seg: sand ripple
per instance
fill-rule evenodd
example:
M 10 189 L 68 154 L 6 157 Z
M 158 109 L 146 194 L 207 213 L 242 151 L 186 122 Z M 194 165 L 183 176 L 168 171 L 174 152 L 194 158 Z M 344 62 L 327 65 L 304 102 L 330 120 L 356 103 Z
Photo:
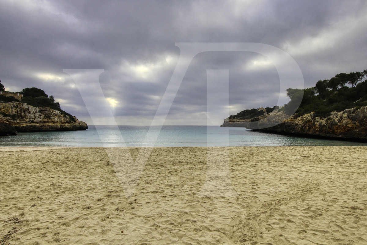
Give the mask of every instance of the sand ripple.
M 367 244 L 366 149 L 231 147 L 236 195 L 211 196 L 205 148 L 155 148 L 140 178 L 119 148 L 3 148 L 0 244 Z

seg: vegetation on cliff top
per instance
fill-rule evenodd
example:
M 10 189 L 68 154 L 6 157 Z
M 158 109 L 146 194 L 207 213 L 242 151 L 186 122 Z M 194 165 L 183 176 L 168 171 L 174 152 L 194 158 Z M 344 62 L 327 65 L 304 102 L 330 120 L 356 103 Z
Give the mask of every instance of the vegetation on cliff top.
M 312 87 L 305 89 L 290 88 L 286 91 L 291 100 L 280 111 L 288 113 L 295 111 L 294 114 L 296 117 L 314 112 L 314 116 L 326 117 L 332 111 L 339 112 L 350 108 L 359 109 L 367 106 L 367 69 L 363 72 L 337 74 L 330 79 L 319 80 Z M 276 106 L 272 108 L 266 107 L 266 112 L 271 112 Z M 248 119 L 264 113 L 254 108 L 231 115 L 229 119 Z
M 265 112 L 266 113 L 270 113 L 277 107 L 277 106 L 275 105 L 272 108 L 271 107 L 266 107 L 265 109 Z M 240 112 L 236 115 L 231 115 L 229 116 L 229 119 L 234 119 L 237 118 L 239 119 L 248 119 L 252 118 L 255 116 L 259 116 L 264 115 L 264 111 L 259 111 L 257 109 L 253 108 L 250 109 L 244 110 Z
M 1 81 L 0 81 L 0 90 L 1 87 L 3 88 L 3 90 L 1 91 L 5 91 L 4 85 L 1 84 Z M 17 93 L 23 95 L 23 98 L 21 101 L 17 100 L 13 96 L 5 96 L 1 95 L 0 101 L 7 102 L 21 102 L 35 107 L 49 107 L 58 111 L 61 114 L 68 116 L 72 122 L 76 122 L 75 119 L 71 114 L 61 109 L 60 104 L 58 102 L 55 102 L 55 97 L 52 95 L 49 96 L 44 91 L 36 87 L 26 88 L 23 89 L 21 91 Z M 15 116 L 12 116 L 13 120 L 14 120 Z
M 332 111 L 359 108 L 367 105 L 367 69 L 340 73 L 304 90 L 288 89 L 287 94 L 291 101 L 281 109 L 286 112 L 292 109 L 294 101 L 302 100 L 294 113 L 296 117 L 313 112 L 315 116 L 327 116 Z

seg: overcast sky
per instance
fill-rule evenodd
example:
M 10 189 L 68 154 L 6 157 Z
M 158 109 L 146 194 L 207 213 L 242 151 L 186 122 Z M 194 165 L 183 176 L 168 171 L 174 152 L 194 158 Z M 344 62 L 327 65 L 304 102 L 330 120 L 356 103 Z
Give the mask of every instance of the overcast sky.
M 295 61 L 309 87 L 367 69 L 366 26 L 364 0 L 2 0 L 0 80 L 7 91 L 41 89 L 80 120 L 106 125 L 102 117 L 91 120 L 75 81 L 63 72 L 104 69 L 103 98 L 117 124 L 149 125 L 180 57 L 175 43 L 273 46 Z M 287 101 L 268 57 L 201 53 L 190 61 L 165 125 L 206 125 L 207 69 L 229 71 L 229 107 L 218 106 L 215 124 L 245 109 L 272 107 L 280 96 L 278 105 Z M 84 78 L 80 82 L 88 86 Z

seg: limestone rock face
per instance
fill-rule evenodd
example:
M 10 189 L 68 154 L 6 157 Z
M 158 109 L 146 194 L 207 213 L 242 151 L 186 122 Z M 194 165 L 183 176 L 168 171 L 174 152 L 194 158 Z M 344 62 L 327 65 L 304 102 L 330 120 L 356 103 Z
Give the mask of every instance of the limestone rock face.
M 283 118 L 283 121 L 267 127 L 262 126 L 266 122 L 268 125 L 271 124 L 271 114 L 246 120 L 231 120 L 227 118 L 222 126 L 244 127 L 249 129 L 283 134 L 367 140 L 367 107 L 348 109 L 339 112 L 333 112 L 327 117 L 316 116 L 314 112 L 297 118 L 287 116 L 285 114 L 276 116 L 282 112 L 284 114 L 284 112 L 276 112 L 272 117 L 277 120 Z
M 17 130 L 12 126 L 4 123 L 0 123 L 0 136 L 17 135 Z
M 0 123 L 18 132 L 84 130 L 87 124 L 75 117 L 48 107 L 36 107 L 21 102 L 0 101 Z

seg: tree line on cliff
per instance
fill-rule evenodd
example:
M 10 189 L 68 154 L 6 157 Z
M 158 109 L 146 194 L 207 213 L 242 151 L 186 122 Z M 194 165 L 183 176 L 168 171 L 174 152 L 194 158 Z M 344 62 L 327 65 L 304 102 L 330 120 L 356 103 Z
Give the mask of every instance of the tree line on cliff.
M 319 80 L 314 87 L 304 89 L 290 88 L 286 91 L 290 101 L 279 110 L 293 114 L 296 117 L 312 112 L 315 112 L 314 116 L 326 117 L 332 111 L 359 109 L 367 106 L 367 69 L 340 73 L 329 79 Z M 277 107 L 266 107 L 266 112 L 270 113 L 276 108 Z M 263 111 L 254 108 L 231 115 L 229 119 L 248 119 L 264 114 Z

_Exercise details_:
Return all of the records above line for line without any changes, but leave out the pictures.

_Solution below_:
seg: sand ripple
per instance
fill-rule evenodd
example:
M 10 189 L 68 154 L 6 157 Z
M 158 109 L 146 194 L 207 213 L 242 151 L 186 122 Z M 194 165 L 183 176 L 168 171 L 174 152 L 194 158 Z M 344 62 L 327 65 L 304 102 L 330 120 L 356 103 Z
Photo:
Give the mask of every instance of the sand ripple.
M 367 244 L 366 149 L 231 147 L 236 195 L 211 196 L 205 148 L 155 148 L 140 178 L 119 148 L 3 148 L 0 244 Z

seg: vegetation on cliff top
per instance
fill-rule evenodd
example:
M 10 189 L 68 154 L 6 157 Z
M 158 109 L 146 194 L 207 213 L 242 151 L 186 122 Z M 194 165 L 183 176 L 168 171 L 174 152 L 194 158 Z M 344 62 L 327 65 L 304 102 L 330 120 L 356 103 Z
Give the mask of every instance of the vegetation on cliff top.
M 312 87 L 305 89 L 290 88 L 286 91 L 291 100 L 280 111 L 288 113 L 295 111 L 294 114 L 296 117 L 314 112 L 314 116 L 326 117 L 332 111 L 339 112 L 350 108 L 359 109 L 367 106 L 367 69 L 363 72 L 337 74 L 330 79 L 319 80 Z M 276 106 L 272 108 L 266 107 L 266 112 L 271 112 Z M 248 119 L 264 113 L 254 108 L 231 115 L 229 119 Z
M 265 112 L 266 113 L 270 113 L 277 107 L 277 106 L 275 105 L 272 108 L 271 107 L 266 107 L 265 109 Z M 240 112 L 236 115 L 231 115 L 229 116 L 229 119 L 234 119 L 237 118 L 239 119 L 248 119 L 252 118 L 255 116 L 259 116 L 264 115 L 264 111 L 259 111 L 257 109 L 253 108 L 250 109 L 244 110 Z
M 1 81 L 0 81 L 0 90 L 1 87 L 3 88 L 3 90 L 1 91 L 5 91 L 4 85 L 1 84 Z M 17 93 L 23 95 L 23 98 L 21 101 L 17 100 L 13 96 L 5 96 L 1 95 L 0 101 L 7 102 L 21 102 L 35 107 L 49 107 L 58 111 L 61 114 L 68 116 L 72 122 L 76 122 L 75 119 L 71 114 L 61 109 L 60 104 L 58 102 L 55 102 L 55 97 L 52 95 L 49 96 L 44 91 L 36 87 L 26 88 L 23 89 L 21 91 Z M 15 116 L 12 116 L 13 120 L 14 120 Z
M 332 111 L 359 108 L 367 105 L 367 69 L 340 73 L 304 90 L 288 89 L 287 94 L 291 101 L 281 109 L 286 112 L 292 109 L 294 101 L 302 100 L 294 113 L 296 117 L 313 112 L 315 116 L 327 116 Z

seg: overcast sky
per instance
fill-rule evenodd
example:
M 10 189 L 68 154 L 6 157 Z
M 158 109 L 146 194 L 207 213 L 242 151 L 186 122 Z M 194 165 L 183 176 L 168 171 L 174 152 L 194 158 Z M 344 62 L 327 65 L 304 102 L 330 120 L 356 103 Z
Give the mask of every instance of the overcast sky.
M 295 61 L 309 87 L 367 69 L 366 26 L 364 0 L 2 0 L 0 80 L 7 91 L 41 89 L 80 120 L 106 125 L 102 117 L 91 120 L 75 81 L 63 72 L 104 69 L 103 98 L 117 124 L 149 125 L 180 57 L 175 43 L 273 46 Z M 287 101 L 268 57 L 201 53 L 190 61 L 165 125 L 206 125 L 207 69 L 229 71 L 229 107 L 218 106 L 215 124 L 245 109 L 272 107 L 280 96 L 278 105 Z M 84 78 L 80 82 L 88 86 Z

seg: limestone rock face
per instance
fill-rule evenodd
example:
M 10 189 L 68 154 L 6 157 Z
M 158 109 L 146 194 L 207 213 L 242 151 L 186 122 Z M 194 165 L 183 176 L 168 171 L 174 152 L 194 158 Z M 344 62 L 327 65 L 304 102 L 330 120 L 356 103 Z
Give the mask of every instance of the limestone rock face.
M 283 118 L 283 121 L 267 127 L 262 126 L 266 122 L 268 125 L 271 124 L 271 114 L 246 120 L 231 120 L 227 118 L 222 126 L 244 127 L 249 129 L 283 134 L 367 140 L 367 107 L 348 109 L 339 112 L 333 112 L 327 117 L 316 116 L 314 112 L 297 118 L 287 116 L 285 114 L 276 116 L 282 112 L 284 114 L 284 112 L 276 112 L 272 117 L 277 120 Z
M 17 130 L 12 126 L 4 123 L 0 123 L 0 136 L 17 135 Z
M 0 123 L 18 132 L 84 130 L 87 124 L 75 117 L 48 107 L 36 107 L 21 102 L 0 101 Z

seg: tree line on cliff
per instance
fill-rule evenodd
example:
M 10 189 L 68 154 L 6 157 Z
M 158 109 L 146 194 L 207 213 L 242 151 L 186 122 Z M 194 165 L 183 176 L 168 171 L 174 152 L 194 158 Z M 344 62 L 327 65 L 304 102 L 330 120 L 356 103 Z
Give the mask of every instance of the tree line on cliff.
M 319 80 L 314 87 L 304 89 L 290 88 L 286 91 L 290 101 L 279 110 L 293 114 L 296 117 L 312 112 L 315 112 L 314 116 L 326 117 L 332 111 L 359 109 L 367 106 L 367 69 L 340 73 L 329 79 Z M 277 107 L 266 107 L 266 112 L 270 113 L 276 108 Z M 263 111 L 254 108 L 231 115 L 229 119 L 248 119 L 264 114 Z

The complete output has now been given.